Senator Rubio to Politico: “the driver of our debt is the structure of Social Security and Medicare.”

“The only way you’re going to deal with the debt is you have to do two things–you can’t do one, you’ve got to do both: you’ve got to generate economic growth because growth generates revenue, but you also have to bring spending under control–and not discretionary spending–that isn’t the driver of our debt. The driver of our debt is the structure of Social Security and Medicare…

Senator Marco Rubio spoke candidly with Jake Sherman and Anna Palmer of Politico regarding the ballooning federal deficit.

Specifically his belief discretionary spending has nothing to do with it….because the culprit is Social Security.

We’ve talked quite a bit about the problem with this belief, and the deceptive muddling of mandatory and discretionary spending.

Social Security as it appears on graphs of the mandatory budget is not a representation of any financial drag the program itself has on our budget.

■ ■ ■ ■ ■

(Exercise tasks)
1: How would the paragraph beginning "Senator Marco Rubio spoke candidly" in the Rubio post read as one shorter sentence that keeps its main facts?
2: Could you write the next part of the post on Rubio's Social Security remarks, picking up after its last sentence?
These rows were drawn from a separate source.

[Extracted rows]
■ ■ ■ ■ ■

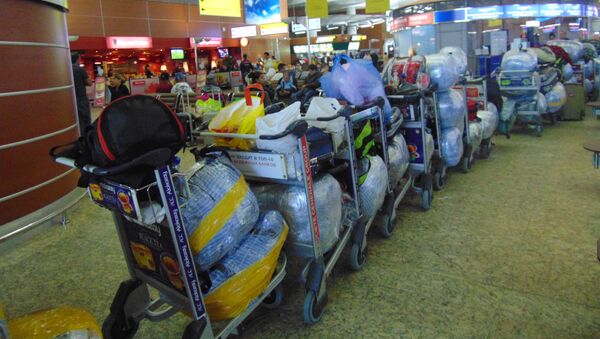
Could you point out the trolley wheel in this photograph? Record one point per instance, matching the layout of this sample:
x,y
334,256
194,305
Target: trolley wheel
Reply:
x,y
313,311
357,257
438,181
119,327
275,298
539,130
466,164
386,227
426,198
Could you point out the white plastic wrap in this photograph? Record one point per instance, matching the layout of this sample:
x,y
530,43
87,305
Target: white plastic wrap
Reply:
x,y
443,70
451,108
556,98
573,47
588,86
489,121
398,159
372,191
292,203
459,55
476,134
429,144
216,179
452,146
519,61
542,104
567,72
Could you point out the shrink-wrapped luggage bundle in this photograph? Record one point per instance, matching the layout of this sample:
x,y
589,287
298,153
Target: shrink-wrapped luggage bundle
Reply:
x,y
219,211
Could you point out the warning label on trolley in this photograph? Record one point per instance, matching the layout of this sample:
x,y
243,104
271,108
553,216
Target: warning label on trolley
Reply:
x,y
260,165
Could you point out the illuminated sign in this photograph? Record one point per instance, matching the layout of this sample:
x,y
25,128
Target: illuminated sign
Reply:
x,y
483,13
329,38
220,7
242,32
519,11
128,42
274,28
207,42
420,19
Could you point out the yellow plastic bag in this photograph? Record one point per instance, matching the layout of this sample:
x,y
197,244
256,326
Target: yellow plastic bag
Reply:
x,y
239,117
235,295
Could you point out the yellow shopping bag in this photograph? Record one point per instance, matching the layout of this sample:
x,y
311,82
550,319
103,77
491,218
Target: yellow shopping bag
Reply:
x,y
239,117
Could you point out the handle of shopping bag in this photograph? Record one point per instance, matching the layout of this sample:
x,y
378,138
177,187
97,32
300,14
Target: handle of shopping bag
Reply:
x,y
249,97
297,128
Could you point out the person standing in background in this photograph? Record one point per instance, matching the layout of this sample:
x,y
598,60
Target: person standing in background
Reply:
x,y
148,71
80,81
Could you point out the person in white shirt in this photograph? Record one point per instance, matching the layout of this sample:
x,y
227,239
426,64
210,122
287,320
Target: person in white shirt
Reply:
x,y
181,86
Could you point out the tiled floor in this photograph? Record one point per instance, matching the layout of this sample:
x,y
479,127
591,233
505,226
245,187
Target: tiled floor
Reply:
x,y
508,250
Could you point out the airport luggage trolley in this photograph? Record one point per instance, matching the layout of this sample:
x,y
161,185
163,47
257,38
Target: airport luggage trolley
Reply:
x,y
468,152
273,168
418,177
477,91
526,82
158,254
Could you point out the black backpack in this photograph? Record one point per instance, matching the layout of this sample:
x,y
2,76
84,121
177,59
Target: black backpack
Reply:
x,y
126,129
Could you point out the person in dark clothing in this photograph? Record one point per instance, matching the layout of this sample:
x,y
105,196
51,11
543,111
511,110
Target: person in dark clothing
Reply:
x,y
80,81
148,71
118,88
164,85
311,83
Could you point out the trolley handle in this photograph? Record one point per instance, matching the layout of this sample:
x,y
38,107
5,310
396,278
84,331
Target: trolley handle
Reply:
x,y
154,158
297,128
345,112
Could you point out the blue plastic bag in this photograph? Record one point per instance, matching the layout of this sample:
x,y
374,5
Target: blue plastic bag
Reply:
x,y
357,81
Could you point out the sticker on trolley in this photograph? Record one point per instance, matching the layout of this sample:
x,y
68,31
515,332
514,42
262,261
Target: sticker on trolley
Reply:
x,y
115,197
260,165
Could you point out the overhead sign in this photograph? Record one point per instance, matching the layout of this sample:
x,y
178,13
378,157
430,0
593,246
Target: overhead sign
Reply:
x,y
230,8
317,8
274,28
128,42
420,19
207,42
377,6
483,13
244,31
519,11
262,11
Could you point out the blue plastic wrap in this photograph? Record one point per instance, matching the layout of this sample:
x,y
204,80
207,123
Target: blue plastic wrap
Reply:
x,y
519,61
357,81
542,104
452,146
398,159
567,71
443,70
208,185
489,121
451,108
459,56
476,133
291,202
556,98
253,247
573,47
588,70
372,191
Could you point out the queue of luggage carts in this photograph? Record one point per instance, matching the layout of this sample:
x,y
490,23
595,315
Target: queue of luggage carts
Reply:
x,y
343,172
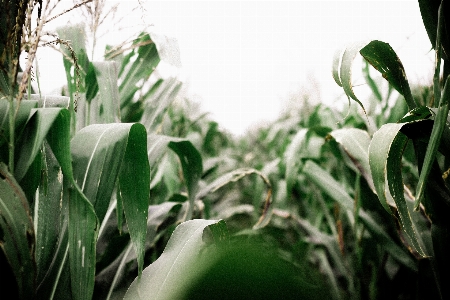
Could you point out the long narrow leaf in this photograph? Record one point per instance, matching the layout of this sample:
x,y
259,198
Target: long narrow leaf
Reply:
x,y
192,164
333,189
385,153
17,240
134,183
433,145
383,58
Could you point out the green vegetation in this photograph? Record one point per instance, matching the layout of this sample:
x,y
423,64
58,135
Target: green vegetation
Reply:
x,y
120,188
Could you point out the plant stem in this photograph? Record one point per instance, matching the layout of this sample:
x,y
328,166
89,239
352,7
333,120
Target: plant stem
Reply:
x,y
11,133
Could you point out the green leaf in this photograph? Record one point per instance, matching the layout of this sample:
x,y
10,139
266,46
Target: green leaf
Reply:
x,y
17,237
157,146
131,73
192,165
378,153
83,230
97,153
429,11
237,175
105,108
134,186
103,152
21,119
91,83
355,143
39,124
50,223
293,158
385,154
383,58
171,273
345,70
334,190
435,140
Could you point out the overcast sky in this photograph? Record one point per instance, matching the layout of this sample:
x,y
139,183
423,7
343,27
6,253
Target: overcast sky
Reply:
x,y
241,59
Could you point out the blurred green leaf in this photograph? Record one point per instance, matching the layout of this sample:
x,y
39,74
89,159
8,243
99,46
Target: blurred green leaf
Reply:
x,y
17,236
333,189
167,277
293,157
192,165
356,144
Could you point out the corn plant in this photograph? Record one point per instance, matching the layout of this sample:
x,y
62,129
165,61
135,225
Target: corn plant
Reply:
x,y
419,208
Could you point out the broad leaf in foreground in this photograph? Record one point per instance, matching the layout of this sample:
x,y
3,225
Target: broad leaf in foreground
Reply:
x,y
101,154
17,240
170,274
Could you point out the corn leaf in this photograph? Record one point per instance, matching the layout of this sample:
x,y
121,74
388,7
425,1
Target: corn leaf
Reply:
x,y
338,193
355,143
192,165
171,273
293,158
385,154
17,236
102,153
38,125
105,108
384,59
134,187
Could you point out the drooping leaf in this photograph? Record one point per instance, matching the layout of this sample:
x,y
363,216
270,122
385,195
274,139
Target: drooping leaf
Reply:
x,y
91,83
83,231
345,70
134,184
237,175
146,59
170,274
429,11
384,59
17,236
103,152
333,189
385,154
36,130
356,144
51,221
440,121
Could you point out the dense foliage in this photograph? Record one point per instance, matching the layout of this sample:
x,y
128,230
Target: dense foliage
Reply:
x,y
120,188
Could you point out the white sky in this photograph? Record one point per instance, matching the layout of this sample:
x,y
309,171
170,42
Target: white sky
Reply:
x,y
241,59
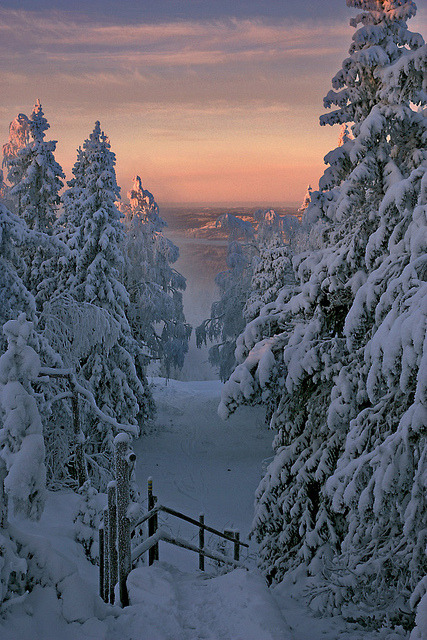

■ ■ ■ ■ ■

(Outputs by task)
1: Rubio talked openly with Politico's Jake Sherman and Anna Palmer about the growing federal deficit.

2:
***Social Security is 100% self-funded and legally excluded from the federal budget.***

The “driver of debt” Rubio references exists, but it is not caused by Social Security. It is caused by trillions of dollars being siphoned out of the Trust Fund and used for discretionary spending. The Social Security debt represented on the mandatory budget is the debt created when our government borrows surplus funds for general use and then owes that money to Social Security.

Calling Social Security itself a “driver of debt” is disingenuous. Blaming the deficit on our retirement program is misleading.

And calling for cuts to the program Americans fund completely for ourselves while excusing the discretionary spending that turned our savings into IOUs in the first place is just another way to jam more of our money into the government’s pocket.